» **Data to use**
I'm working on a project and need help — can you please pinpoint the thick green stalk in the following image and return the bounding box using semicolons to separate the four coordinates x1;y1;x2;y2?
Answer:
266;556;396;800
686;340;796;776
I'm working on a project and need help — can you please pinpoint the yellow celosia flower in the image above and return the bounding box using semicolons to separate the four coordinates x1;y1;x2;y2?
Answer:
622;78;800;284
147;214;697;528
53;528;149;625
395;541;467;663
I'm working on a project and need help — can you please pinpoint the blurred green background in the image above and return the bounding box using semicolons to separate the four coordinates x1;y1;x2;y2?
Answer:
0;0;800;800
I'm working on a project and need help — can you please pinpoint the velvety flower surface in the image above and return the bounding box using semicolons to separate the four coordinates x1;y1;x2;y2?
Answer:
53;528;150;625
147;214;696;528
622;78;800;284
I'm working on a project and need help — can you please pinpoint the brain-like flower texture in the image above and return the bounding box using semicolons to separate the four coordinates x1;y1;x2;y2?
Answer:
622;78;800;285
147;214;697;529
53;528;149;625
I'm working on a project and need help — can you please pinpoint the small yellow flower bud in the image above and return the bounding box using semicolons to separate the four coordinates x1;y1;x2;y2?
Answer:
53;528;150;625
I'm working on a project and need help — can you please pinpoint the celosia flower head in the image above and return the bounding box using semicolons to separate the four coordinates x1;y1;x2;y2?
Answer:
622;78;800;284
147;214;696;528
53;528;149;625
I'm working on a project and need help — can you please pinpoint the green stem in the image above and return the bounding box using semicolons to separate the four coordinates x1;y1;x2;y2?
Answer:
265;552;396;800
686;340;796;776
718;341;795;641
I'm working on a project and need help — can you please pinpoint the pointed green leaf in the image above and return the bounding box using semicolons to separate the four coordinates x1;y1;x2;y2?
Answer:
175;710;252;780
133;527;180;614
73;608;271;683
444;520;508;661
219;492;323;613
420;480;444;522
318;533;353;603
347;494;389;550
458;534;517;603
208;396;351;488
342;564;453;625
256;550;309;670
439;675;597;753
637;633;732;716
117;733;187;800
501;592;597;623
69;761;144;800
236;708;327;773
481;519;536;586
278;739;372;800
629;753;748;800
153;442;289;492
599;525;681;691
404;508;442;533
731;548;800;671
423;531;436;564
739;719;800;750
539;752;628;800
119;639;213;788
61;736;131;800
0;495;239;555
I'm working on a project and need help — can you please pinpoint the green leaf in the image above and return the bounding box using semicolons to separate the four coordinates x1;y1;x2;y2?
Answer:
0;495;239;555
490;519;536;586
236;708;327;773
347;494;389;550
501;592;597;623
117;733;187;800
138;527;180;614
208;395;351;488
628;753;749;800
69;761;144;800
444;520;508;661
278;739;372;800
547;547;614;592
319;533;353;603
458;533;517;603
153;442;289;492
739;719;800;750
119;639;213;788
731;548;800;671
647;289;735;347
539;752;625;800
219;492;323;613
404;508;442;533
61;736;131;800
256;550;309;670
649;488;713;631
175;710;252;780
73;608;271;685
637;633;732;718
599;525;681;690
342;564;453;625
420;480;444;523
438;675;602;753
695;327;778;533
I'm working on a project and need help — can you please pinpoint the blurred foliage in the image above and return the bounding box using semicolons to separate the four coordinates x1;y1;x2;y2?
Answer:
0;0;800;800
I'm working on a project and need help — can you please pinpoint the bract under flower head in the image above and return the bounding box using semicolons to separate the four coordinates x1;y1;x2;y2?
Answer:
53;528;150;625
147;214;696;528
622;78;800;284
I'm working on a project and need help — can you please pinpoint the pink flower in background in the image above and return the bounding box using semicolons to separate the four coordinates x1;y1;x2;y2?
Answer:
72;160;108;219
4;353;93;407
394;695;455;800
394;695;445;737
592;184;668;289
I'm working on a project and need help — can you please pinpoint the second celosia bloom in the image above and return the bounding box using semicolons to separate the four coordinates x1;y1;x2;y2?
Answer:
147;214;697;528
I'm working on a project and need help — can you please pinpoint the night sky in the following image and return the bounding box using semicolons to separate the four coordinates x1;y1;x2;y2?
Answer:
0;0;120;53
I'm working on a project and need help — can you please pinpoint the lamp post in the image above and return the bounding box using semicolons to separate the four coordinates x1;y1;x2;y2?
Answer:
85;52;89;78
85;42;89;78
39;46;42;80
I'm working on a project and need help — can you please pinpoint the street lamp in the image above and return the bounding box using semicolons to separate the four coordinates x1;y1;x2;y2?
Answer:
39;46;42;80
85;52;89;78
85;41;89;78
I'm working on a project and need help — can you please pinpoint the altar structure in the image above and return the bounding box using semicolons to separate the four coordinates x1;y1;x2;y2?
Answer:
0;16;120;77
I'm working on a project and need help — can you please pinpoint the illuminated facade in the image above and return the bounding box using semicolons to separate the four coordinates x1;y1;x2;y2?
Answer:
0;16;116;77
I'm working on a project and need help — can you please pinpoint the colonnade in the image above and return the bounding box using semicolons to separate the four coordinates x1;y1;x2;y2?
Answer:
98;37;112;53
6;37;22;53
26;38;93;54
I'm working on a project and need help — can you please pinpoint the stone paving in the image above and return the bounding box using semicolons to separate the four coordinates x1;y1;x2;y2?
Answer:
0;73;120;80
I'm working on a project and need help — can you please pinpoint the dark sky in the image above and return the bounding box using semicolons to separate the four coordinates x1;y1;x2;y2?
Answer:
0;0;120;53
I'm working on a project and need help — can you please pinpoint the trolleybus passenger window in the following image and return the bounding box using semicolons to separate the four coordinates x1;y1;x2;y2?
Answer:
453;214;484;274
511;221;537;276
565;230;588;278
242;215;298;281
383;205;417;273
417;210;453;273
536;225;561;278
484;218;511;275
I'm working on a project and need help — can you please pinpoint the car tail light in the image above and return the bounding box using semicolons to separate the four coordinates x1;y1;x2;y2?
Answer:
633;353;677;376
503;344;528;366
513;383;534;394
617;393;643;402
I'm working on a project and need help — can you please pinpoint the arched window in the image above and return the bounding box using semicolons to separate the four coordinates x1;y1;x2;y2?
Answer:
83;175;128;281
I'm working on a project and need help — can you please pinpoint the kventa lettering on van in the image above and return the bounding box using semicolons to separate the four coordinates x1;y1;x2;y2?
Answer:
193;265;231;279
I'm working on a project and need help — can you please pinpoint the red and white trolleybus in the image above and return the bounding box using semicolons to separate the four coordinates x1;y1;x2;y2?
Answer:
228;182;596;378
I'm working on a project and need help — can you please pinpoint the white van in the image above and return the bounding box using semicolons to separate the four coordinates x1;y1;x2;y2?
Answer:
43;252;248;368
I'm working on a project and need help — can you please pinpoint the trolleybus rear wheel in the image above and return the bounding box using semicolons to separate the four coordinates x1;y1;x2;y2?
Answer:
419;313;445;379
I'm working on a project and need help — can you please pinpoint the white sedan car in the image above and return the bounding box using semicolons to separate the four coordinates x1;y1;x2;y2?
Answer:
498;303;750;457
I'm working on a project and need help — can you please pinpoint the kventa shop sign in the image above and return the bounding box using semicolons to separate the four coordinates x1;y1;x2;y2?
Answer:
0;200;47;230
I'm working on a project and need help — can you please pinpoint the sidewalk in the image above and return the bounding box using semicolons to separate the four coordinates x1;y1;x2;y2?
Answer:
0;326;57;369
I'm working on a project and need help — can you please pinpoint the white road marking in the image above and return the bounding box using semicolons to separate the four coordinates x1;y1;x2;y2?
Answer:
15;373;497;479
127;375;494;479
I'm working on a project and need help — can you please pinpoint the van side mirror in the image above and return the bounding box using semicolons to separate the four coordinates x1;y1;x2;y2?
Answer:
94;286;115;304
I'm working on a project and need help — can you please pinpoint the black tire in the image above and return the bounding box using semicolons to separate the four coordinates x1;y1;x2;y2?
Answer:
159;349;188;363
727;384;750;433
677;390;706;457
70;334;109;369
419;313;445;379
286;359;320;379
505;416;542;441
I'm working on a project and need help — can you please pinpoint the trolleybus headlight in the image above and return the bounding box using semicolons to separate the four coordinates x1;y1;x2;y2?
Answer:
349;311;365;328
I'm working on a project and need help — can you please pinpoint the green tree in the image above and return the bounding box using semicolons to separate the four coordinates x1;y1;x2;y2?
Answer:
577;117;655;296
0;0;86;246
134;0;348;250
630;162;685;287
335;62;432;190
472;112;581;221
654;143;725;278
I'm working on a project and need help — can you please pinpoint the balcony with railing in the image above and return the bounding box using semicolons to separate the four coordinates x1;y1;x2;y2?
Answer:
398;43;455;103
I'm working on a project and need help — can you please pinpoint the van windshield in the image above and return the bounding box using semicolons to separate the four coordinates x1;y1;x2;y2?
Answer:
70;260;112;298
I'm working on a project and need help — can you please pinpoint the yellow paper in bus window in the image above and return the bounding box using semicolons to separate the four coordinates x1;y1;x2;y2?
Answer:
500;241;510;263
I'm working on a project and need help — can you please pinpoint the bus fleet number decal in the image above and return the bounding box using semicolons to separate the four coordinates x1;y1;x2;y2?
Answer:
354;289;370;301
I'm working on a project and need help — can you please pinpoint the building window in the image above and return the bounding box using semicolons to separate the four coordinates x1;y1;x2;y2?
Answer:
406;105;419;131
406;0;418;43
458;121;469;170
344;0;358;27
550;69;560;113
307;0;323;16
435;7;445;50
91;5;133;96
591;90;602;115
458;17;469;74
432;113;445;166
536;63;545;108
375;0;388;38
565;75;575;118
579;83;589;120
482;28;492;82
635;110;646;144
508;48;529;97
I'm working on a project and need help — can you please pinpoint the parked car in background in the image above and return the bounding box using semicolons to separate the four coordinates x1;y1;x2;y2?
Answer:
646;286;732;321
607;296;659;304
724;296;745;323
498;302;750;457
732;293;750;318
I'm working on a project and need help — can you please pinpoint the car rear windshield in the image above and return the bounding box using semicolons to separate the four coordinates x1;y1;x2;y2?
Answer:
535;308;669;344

» **Your instructions**
Please count the lines above that contain the string "rear", treating uppercase and lowercase letters as different, and give only the number.

» **The answer**
2